# WHAT IS REQUIRED
Nothing is to be left out; print all the entries exactly.

# Referring expression data
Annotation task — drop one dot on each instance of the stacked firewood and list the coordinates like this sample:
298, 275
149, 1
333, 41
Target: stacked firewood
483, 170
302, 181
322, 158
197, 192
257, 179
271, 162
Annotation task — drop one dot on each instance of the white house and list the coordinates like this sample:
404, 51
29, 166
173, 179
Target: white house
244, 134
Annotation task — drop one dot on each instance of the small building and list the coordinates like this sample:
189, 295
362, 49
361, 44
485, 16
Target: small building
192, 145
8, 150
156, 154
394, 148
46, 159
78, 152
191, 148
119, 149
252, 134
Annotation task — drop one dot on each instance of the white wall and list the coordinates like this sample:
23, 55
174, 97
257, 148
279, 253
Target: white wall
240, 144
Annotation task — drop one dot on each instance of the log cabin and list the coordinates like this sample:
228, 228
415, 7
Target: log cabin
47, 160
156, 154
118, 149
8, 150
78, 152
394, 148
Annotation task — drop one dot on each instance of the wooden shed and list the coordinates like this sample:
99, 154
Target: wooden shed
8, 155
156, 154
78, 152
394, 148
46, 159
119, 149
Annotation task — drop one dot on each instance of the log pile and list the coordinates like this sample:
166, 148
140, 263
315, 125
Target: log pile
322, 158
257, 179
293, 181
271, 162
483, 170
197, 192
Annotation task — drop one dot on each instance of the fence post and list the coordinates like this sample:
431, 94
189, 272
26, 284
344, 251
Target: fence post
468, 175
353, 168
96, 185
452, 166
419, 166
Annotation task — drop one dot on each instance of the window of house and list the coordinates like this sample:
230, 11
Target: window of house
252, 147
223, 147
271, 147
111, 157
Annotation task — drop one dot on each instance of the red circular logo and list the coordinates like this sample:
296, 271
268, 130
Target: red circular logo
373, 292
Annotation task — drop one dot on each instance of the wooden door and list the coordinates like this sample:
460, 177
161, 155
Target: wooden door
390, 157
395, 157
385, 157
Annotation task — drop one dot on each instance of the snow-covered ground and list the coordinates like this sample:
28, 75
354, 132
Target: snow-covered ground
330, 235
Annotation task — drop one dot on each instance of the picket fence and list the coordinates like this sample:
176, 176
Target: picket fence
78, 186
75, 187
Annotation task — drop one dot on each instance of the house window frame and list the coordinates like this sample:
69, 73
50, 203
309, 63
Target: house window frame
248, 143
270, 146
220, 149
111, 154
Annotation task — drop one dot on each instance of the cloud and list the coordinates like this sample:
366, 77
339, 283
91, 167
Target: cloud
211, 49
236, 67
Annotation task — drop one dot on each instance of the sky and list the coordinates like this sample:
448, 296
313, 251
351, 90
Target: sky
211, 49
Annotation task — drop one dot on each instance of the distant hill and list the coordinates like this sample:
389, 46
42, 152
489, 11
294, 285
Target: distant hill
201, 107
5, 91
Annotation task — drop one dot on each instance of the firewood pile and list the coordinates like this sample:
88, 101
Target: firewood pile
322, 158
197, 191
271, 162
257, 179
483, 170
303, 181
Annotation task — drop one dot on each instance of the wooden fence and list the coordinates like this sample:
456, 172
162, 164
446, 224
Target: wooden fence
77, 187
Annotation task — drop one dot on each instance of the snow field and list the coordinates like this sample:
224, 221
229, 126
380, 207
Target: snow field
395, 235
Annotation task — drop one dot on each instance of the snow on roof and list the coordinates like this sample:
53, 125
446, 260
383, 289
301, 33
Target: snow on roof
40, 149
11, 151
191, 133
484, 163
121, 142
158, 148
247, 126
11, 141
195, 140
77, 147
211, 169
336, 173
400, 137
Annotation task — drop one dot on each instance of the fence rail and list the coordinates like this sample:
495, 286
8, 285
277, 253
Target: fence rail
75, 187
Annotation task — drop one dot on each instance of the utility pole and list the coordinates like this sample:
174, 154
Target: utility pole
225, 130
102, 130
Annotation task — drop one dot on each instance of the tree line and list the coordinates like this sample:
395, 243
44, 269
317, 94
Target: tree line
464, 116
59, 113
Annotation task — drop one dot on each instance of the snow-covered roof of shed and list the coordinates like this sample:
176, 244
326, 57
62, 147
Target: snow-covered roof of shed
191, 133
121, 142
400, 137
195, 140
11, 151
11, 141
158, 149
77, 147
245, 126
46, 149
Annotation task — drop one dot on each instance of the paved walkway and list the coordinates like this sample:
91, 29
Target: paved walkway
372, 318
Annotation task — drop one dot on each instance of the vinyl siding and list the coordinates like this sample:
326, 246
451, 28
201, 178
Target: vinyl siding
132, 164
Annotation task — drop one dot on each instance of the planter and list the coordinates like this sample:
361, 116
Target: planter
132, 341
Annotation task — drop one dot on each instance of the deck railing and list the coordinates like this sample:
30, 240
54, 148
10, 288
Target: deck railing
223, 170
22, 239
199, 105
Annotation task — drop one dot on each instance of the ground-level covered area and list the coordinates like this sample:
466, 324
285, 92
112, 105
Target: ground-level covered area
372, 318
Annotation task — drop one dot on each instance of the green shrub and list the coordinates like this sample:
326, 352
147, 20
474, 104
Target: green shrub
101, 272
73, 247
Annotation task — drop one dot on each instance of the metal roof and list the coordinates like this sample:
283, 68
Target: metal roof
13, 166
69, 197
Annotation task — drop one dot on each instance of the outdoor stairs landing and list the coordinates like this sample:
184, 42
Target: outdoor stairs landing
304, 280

# SOLUTION FOR THIS PROBLEM
Annotation task — drop one dot on each instance of the stacked firewood and list the coordinates like this sample:
298, 275
149, 1
333, 41
Target: stacked firewood
483, 170
302, 181
322, 158
197, 192
257, 179
271, 162
Annotation task — drop one dot on each instance of the white house and list the coordinates like this sample:
404, 51
29, 166
173, 179
Target: white house
244, 134
Annotation task — drop one dot on each instance of the small building and list the coordinates like this sample:
189, 295
362, 49
361, 44
485, 16
Target: small building
192, 145
8, 150
156, 154
394, 148
46, 159
78, 152
191, 148
119, 149
252, 134
Annotation task — drop one dot on each instance of the white wall and list the coordinates like this sample:
23, 55
174, 97
257, 148
279, 253
Target: white wall
240, 144
Annotation task — drop one dot on each instance of the log cabin and list the coordinates like this sample:
228, 228
415, 7
Target: log cabin
47, 160
156, 154
118, 149
8, 150
78, 152
394, 148
Annotation task — drop one dot on each instance of the wooden shed and list the coordinates like this sample:
99, 154
Target: wooden shed
8, 155
156, 154
78, 152
394, 148
46, 159
119, 149
Annotation task — drop one dot on each instance of the log pile and list the coordinates like this sample:
166, 148
140, 263
315, 125
Target: log pile
322, 158
257, 179
293, 181
271, 162
483, 170
197, 192
Annotation task — drop one dot on each instance of the fence post and list the coordinates like this sample:
431, 94
189, 272
26, 284
344, 251
Target: fence post
468, 175
353, 168
96, 185
452, 166
419, 166
Annotation task — drop one dot on each instance of the window of house and list the coordinates like this sample:
230, 11
Target: window of house
252, 147
223, 147
271, 147
111, 157
Annotation task — drop one dot on each instance of the red circular logo and list the coordinates like this sample:
296, 271
268, 130
Target: red circular logo
373, 292
Annotation task — drop one dot on each instance of the wooden door and list the coordinates like this sample:
460, 177
161, 155
Target: wooden door
390, 157
395, 157
385, 157
Annotation task — drop one dot on each instance of the snow-covered ground and list the coordinates like this sample:
28, 75
354, 132
Target: snow-covered ground
330, 235
Annotation task — drop one dot on each instance of the picket fence and list the coordinates like this sample:
176, 176
Target: picket fence
78, 186
75, 187
Annotation task — drop one dot on each instance of the house window frame and list the coordinates like this sample:
69, 73
50, 203
309, 63
Target: house window frame
248, 143
270, 146
220, 149
111, 154
Annotation task — drop one dot on each instance of the cloud and list the coordinates like this sample:
366, 77
339, 283
91, 167
Target: cloud
211, 49
236, 67
Annotation task — drop one dot on each instance of the sky and list the coordinates like this sample:
448, 296
313, 251
351, 90
Target: sky
211, 49
Annotation task — drop one dot on each instance of the distant hill and list the coordinates like this sample:
389, 46
42, 152
489, 11
294, 285
Target: distant hill
201, 107
5, 91
Annotation task — drop one dot on each instance of the firewood pile and list the coordinates like this sample:
88, 101
Target: firewood pile
322, 158
197, 191
271, 162
257, 179
483, 170
303, 181
Annotation task — drop one dot on each instance of the wooden fence and list the coordinates like this sample:
456, 172
162, 164
446, 224
Target: wooden fence
77, 187
Annotation task — drop one dot on each instance of the snow field and list the coordinates like this sample:
224, 221
229, 126
380, 207
Target: snow field
395, 235
Annotation task — drop one dot on each instance of the snow on roof and list the coordinates like this sample:
53, 125
446, 260
383, 289
301, 33
Target: snow on roof
40, 149
11, 151
191, 133
484, 163
121, 142
158, 148
247, 126
11, 141
195, 140
77, 147
211, 169
336, 173
400, 137
Annotation task — drop one dot on each instance of the fence rail and list the coordinates like this sample:
495, 286
8, 285
277, 253
Target: fence rail
75, 187
Annotation task — drop one dot on each instance of the utility pole and list the coordinates like this sample:
174, 154
Target: utility pole
225, 130
102, 130
Annotation task — drop one dot on each instance of the tree line and list the coordinates like this sample:
395, 243
44, 269
317, 94
Target: tree line
464, 116
59, 113
Annotation task — drop one dot on each instance of the snow-covered roof of shed and list the coordinates like this sample:
176, 244
326, 57
62, 147
Target: snow-covered roof of shed
191, 133
121, 142
400, 137
195, 140
11, 151
11, 141
158, 149
77, 147
245, 126
46, 149
Annotation task — drop one dot on each instance of the paved walkway and list the coordinates like this sample:
91, 29
Target: paved walkway
372, 318
Annotation task — drop one dot on each instance of the vinyl siding and list the coordinates like this sample:
326, 246
451, 28
201, 178
Target: vinyl siding
132, 164
Annotation task — drop one dot on each instance of the planter and list the coordinates like this sample:
361, 116
Target: planter
132, 341
Annotation task — drop one dot on each instance of the deck railing and list the coordinates like this sample:
30, 240
54, 148
10, 288
Target: deck railing
223, 170
22, 239
199, 105
Annotation task — drop one dot on each instance of the ground-level covered area and list the coordinates like this sample:
466, 324
285, 92
112, 105
Target: ground-level covered area
372, 318
Annotation task — drop one dot on each instance of the green shrub and list the coordinates like this sample:
326, 352
147, 20
474, 104
Target: green shrub
101, 272
73, 247
Annotation task — drop one dot on each instance of the metal roof and list the coordinates like this sample:
283, 68
Target: metal roof
13, 166
69, 197
Annotation task — drop one dot on each instance of the outdoor stairs landing and list the coordinates like this sample:
184, 42
Target: outdoor stairs landing
304, 280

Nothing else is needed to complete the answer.